- **Aim of the task**: Which lines below contain "with"? Pull them out.

[Supplied records Boundary: Start]

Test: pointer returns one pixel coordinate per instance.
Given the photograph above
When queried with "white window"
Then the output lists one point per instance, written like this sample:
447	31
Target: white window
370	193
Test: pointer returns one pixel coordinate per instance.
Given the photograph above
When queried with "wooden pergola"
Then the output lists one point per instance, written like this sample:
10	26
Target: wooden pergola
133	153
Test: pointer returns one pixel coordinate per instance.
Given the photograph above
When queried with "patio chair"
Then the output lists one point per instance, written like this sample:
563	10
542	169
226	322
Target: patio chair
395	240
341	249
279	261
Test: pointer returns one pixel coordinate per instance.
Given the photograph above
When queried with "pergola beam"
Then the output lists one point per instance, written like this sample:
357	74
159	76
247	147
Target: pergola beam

[Supplied records Boundary: End]
[Supplied records Boundary: Start]

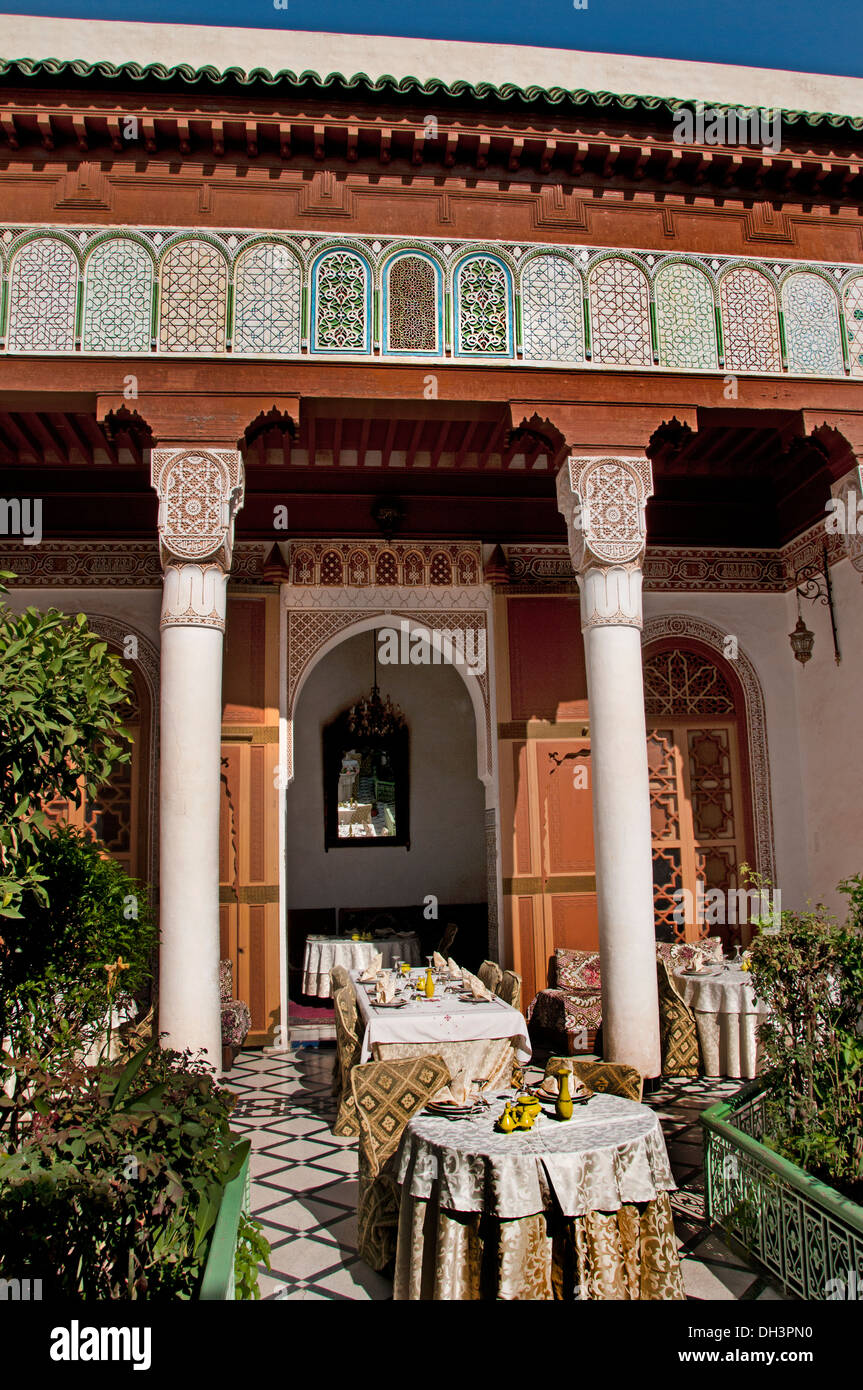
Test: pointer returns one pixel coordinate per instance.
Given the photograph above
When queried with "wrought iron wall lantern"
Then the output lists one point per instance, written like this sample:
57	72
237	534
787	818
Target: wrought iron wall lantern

[Supplied records Boundary: End]

- **Response box**:
When queried with "white window"
When queried with "wooden pergola"
When queried with "patio chair"
When queried with "pergola beam"
When queried with "wrought iron wall lantern"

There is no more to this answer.